Text excerpt =>
Words
often mean the opposite of what they appear to
mean in the Middle East. When Jordan's King
Abdullah demanded a speedy solution to the
Israel-Palestine issue to quell the outbreak of
multiple civil wars in the region, he meant the
precise opposite: the Arab world has something
more pressing on its mind than the plight of the
Palestinians. The emergence of an Iranian threat
to Saudi Arabia makes Palestine the odd man out.
The Palestine problem has dropped to the bottom of
the Arab priority list, and
the fate of the
Palestinians is to become cannon fodder for proxy
wars.
By
the same token, King Abdullah's warning of
multiple civil wars meant the opposite of what it
appeared to. What formerly were civil wars (or
prospective civil wars) in Iraq, Lebanon and
Palestine have become three fronts in a
Sunni-Shi'ite war, in which the local contestants
are mere proxies. This is obvious in Lebanon, and
becoming so in Palestine, particularly after Prime
Minister Ismail
Haniyeh's meeting with Iranian
President Mahmud Ahmadinejad in Qatar on Saturday.
As historian Niall Ferguson observed in
his November 27 Los Angeles Times column, "some
civil wars never end", although he neglected to
add why this is the case: it is because someone on
the outside keeps adding fuel to the fire. The
classic example is the great German civil war,
namely the 30 Years' War of 1618-48. The Catholic
and Protestant Germans, with roughly equal
strength, battered each other through two
generations because France sneakily shifted
resources to whichever side seemed likely to fold.
I have contended for years that the United States
ultimately will adopt the perpetual-warfare
doctrine that so well served Cardinal Richelieu
and made France the master of Europe for a century
(see How I learned to stop worrying and
love chaos, March 14).
"There are two sorts of rat/The hungry
and the fat," wrote Heinrich Heine. The fault
line between hungry Iranians and the fat Saudis
may take precedence over the civilization divide
between Muslims and the West, at least for the
time being. That is why the Israelis have
rediscovered the 2003 Saudi peace plan. The Saudi
kingdom has threatened to intervene on the side of
the beleaguered Sunnis of Iraq, and Iran (through
Hezbollah) is seeking to overthrow the
Saudi-allied government of Lebanon, as well as
dominate the rejectionist wing of the
Palestinians.
Iran, I warned on September
13, 2005, is running short of oil and soldiers (Demographics and Iran's imperial
design). Its oil exports could fall to
zero within only 10 years, according to new
studies reviewed in the December 11 Business Week.
Iran's circumstances appear far more pressing than
I believed a year ago, when the consensus estimate
gave Iran another 20 years' worth of oil exports.

Excerpts from a detection dataset =>
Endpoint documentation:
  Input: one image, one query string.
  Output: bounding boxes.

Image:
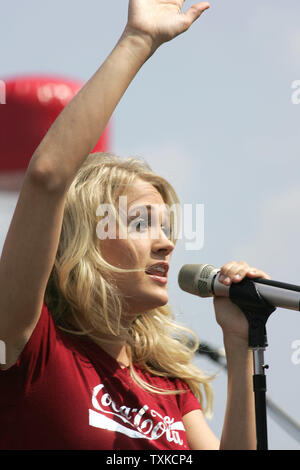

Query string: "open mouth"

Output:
[145,263,169,284]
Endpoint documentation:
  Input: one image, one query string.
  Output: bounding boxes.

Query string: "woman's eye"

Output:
[161,225,171,238]
[129,219,148,232]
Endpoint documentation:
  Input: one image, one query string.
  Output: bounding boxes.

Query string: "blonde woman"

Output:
[0,0,266,450]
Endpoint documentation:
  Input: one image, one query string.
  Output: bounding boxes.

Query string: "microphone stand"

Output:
[196,341,300,442]
[225,278,276,450]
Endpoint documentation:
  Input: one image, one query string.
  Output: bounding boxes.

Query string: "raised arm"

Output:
[0,0,209,368]
[31,0,209,191]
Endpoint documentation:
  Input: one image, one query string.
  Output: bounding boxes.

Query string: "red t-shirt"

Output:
[0,304,201,450]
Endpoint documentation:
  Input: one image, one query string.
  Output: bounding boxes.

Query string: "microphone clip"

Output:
[229,278,276,349]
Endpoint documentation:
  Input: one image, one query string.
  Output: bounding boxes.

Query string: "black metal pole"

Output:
[229,279,276,450]
[253,348,268,450]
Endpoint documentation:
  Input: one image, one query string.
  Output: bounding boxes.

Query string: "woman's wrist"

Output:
[118,26,159,62]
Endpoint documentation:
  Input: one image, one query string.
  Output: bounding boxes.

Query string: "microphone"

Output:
[178,264,300,311]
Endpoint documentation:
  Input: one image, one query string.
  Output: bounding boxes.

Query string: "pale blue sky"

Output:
[0,0,300,449]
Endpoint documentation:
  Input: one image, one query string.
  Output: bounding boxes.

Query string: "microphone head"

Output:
[178,264,219,297]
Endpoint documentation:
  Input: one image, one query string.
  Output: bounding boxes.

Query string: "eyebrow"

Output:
[128,204,168,219]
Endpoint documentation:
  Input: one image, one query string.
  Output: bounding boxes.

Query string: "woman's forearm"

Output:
[30,32,153,187]
[220,338,256,450]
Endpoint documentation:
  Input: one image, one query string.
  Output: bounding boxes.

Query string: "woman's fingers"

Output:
[183,2,210,27]
[218,261,270,285]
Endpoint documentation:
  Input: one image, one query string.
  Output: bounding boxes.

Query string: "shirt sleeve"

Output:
[176,379,202,416]
[0,303,57,389]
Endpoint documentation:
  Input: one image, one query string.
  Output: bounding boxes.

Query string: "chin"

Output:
[132,295,169,313]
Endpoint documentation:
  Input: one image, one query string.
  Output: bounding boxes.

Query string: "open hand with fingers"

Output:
[125,0,210,51]
[214,261,270,341]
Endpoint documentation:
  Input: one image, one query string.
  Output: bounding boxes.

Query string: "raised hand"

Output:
[126,0,209,49]
[214,261,270,341]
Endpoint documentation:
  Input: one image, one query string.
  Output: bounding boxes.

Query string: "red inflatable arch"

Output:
[0,75,109,190]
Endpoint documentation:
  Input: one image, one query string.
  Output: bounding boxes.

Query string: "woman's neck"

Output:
[100,343,129,369]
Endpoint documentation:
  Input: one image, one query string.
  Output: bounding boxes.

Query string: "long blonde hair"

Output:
[45,153,213,416]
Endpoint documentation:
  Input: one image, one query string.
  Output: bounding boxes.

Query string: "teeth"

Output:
[147,266,166,274]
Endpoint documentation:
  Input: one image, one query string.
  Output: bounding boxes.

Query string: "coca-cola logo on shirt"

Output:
[89,384,185,445]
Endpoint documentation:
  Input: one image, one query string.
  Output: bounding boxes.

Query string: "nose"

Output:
[151,229,175,256]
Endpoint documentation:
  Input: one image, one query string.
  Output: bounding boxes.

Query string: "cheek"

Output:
[100,239,136,268]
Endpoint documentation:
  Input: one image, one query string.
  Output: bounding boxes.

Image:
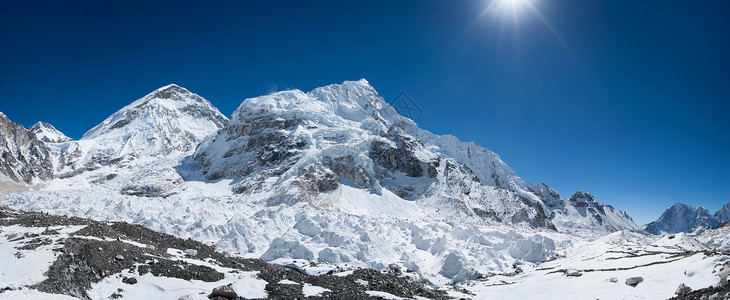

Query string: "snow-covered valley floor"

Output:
[0,183,730,299]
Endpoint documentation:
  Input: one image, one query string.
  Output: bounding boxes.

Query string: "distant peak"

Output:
[669,202,693,209]
[152,83,192,99]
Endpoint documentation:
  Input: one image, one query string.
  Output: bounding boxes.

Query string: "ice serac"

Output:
[58,84,228,177]
[0,112,53,184]
[28,122,73,143]
[645,203,722,234]
[194,79,638,231]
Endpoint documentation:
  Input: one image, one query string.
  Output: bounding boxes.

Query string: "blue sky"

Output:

Required tasks =>
1: Name every person mentioned in the Middle East text.
2: From the Middle East text, copy the passage between "Iran, I warned" and "of oil exports.", inclusive.
Answer using the Middle East text alone, not the records.

Answers =>
1: King Abdullah, Ismail Haniyeh, Mahmud Ahmadinejad, Niall Ferguson, Cardinal Richelieu, Heinrich Heine

2:
Iran, I warned on September
13, 2005, is running short of oil and soldiers (Demographics and Iran's imperial
design). Its oil exports could fall to
zero within only 10 years, according to new
studies reviewed in the December 11 Business Week.
Iran's circumstances appear far more pressing than
I believed a year ago, when the consensus estimate
gave Iran another 20 years' worth of oil exports.